Starting at the line containing "Q. Point to the white wall;" and ending at the line containing "pixel 618 127", give those lines of the items below as a numbered list, skipping blank lines. Leave out the pictures.

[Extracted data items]
— begin —

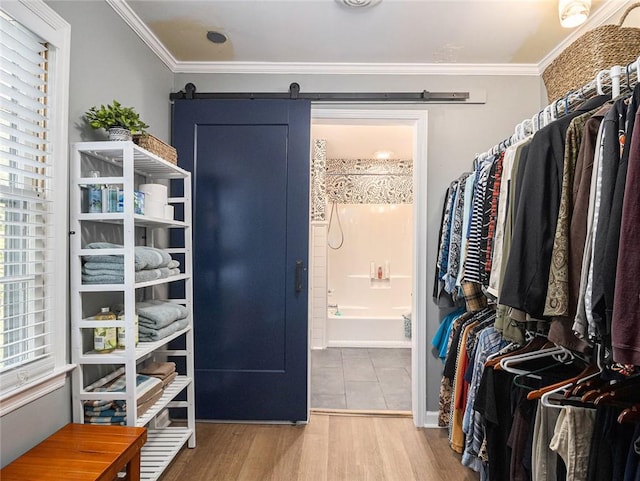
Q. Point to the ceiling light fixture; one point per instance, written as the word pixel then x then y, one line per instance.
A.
pixel 573 12
pixel 216 37
pixel 359 3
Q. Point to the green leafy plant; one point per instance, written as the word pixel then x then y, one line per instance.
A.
pixel 115 115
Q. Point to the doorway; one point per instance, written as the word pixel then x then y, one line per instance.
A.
pixel 367 200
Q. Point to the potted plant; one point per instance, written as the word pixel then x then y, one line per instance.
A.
pixel 121 122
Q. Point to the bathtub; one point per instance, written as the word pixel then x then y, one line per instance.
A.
pixel 357 326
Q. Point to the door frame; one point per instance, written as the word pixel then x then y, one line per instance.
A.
pixel 372 114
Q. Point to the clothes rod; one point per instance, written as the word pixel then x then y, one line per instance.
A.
pixel 189 93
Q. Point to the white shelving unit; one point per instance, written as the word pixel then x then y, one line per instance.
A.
pixel 126 165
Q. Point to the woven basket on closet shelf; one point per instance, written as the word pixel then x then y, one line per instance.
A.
pixel 157 146
pixel 596 50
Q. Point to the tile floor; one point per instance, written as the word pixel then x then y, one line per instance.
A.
pixel 361 379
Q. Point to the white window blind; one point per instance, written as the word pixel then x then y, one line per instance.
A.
pixel 26 209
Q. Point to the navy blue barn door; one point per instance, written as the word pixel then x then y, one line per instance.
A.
pixel 250 165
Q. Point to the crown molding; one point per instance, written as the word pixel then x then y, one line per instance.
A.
pixel 131 18
pixel 319 68
pixel 122 8
pixel 601 17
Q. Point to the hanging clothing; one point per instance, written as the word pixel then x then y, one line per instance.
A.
pixel 527 272
pixel 626 308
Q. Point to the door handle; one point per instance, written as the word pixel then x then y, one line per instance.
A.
pixel 300 269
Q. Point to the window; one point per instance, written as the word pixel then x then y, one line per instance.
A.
pixel 33 167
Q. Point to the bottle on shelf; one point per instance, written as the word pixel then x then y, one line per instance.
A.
pixel 105 339
pixel 121 331
pixel 111 204
pixel 95 194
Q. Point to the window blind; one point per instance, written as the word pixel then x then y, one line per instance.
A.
pixel 26 208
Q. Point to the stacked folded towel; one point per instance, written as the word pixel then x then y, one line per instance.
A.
pixel 165 371
pixel 159 319
pixel 148 390
pixel 150 264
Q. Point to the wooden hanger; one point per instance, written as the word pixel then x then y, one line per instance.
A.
pixel 630 415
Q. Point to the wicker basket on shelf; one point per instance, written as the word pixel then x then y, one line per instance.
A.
pixel 596 50
pixel 157 146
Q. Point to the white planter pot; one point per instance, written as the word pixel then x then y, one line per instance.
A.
pixel 119 133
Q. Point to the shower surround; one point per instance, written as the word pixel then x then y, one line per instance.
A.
pixel 372 199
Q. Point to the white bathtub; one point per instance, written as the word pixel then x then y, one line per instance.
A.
pixel 357 326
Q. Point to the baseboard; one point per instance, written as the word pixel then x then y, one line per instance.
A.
pixel 431 420
pixel 361 412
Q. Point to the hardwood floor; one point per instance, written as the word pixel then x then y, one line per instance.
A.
pixel 329 448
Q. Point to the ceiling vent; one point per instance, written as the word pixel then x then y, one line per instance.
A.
pixel 359 3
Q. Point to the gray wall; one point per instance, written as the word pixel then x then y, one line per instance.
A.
pixel 108 61
pixel 455 134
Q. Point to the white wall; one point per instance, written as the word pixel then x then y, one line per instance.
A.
pixel 456 133
pixel 108 61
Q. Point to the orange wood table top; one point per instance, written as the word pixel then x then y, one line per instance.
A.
pixel 81 452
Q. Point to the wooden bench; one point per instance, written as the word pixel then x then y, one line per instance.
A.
pixel 81 452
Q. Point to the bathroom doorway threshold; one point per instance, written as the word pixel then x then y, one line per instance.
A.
pixel 362 412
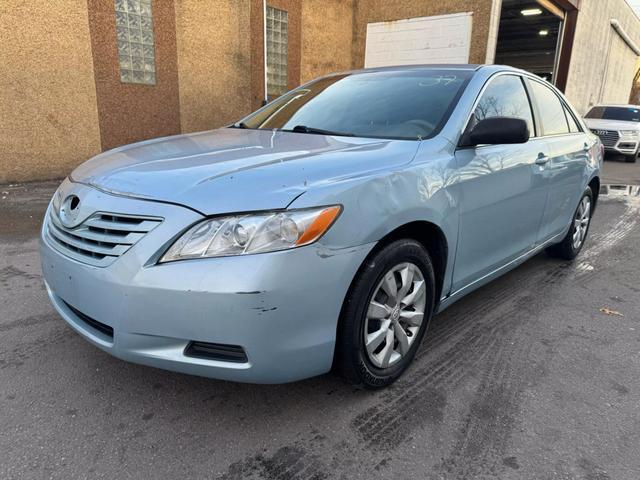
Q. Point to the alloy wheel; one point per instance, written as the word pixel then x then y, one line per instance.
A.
pixel 581 222
pixel 394 315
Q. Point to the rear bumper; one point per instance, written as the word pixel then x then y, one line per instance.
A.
pixel 282 308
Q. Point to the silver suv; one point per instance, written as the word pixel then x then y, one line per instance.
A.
pixel 618 127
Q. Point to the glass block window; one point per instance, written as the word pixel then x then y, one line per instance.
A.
pixel 134 32
pixel 277 46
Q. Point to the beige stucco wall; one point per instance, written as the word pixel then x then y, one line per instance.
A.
pixel 214 62
pixel 327 30
pixel 602 65
pixel 369 11
pixel 48 114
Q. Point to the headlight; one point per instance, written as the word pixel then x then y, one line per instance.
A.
pixel 630 133
pixel 252 233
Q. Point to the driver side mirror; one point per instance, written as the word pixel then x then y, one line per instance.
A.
pixel 496 131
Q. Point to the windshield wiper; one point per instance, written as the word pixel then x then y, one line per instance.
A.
pixel 318 131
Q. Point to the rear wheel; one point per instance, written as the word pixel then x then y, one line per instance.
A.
pixel 386 314
pixel 572 243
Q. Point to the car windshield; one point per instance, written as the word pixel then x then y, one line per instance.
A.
pixel 629 114
pixel 412 104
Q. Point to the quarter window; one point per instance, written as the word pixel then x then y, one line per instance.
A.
pixel 573 125
pixel 277 46
pixel 134 33
pixel 551 111
pixel 505 96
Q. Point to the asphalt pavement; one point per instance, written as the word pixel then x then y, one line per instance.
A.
pixel 534 376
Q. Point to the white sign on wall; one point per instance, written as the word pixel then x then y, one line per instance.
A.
pixel 438 39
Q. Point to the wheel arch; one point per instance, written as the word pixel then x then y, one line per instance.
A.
pixel 594 184
pixel 429 235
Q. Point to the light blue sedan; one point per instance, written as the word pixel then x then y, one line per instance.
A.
pixel 323 230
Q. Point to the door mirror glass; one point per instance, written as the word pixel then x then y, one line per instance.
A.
pixel 498 130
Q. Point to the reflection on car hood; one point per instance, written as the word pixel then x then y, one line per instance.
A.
pixel 601 123
pixel 232 170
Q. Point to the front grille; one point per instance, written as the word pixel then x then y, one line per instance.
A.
pixel 96 325
pixel 101 238
pixel 216 351
pixel 609 138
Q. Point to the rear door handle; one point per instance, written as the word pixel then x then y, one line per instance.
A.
pixel 542 159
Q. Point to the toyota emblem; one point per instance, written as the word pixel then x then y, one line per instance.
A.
pixel 69 211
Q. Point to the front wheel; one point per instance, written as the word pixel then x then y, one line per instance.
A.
pixel 386 314
pixel 572 243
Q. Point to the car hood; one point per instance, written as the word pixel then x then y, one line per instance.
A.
pixel 232 170
pixel 604 124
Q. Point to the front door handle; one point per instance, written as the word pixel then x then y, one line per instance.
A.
pixel 542 159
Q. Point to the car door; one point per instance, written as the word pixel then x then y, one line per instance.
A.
pixel 567 156
pixel 502 191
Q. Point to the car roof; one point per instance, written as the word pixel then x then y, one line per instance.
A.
pixel 621 105
pixel 468 67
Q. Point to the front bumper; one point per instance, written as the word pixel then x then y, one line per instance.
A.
pixel 282 308
pixel 625 147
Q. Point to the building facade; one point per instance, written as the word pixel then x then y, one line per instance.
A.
pixel 82 76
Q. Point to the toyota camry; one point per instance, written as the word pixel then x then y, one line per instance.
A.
pixel 323 230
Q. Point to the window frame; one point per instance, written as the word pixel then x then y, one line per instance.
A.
pixel 273 95
pixel 486 84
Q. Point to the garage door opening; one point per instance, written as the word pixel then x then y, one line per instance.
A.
pixel 529 37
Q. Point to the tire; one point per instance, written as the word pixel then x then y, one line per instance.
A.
pixel 379 365
pixel 568 248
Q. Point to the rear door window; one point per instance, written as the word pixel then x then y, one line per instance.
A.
pixel 550 110
pixel 505 96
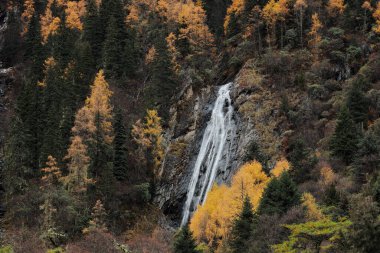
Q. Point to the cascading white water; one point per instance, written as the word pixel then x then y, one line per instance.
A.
pixel 214 152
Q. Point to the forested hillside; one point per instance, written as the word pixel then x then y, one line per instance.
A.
pixel 105 107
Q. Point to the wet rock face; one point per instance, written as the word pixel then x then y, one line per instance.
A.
pixel 188 122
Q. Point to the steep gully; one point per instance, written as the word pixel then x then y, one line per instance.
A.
pixel 214 154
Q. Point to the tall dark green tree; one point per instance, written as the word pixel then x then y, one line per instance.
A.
pixel 163 84
pixel 301 160
pixel 18 159
pixel 120 164
pixel 280 195
pixel 184 241
pixel 113 58
pixel 344 142
pixel 357 103
pixel 242 228
pixel 365 232
pixel 34 50
pixel 92 32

— end —

### RESULT OF THE EXERCISE
1. Q. Point to the white wall; one point per instance, written as the word pixel then x then y, one line per instance.
2. A.
3. pixel 456 133
4. pixel 108 61
5. Q. Point to the orange wood table top; one point per instance, written as the word pixel then x then y, one line per instance.
6. A.
7. pixel 81 452
8. Q. Point to the wooden bench; one point per instance, written as the word pixel then x then y, one line per instance.
9. A.
10. pixel 81 452
11. Q. Point to the bathroom doorway threshold; one point per instance, written as the word pixel then x then y, one line per instance.
12. A.
13. pixel 362 412
14. Q. Point to the alloy wheel; one point per instance, written as the word pixel then x then y, one line per instance.
15. A.
16. pixel 581 222
17. pixel 394 315
18. Q. Point to the rear bumper; one point per instance, written as the word pixel then x then y, one line per instance.
19. A.
20. pixel 282 308
21. Q. Point to the silver suv; one point per instance, written as the word pixel then x then y, one line per instance.
22. A.
23. pixel 618 127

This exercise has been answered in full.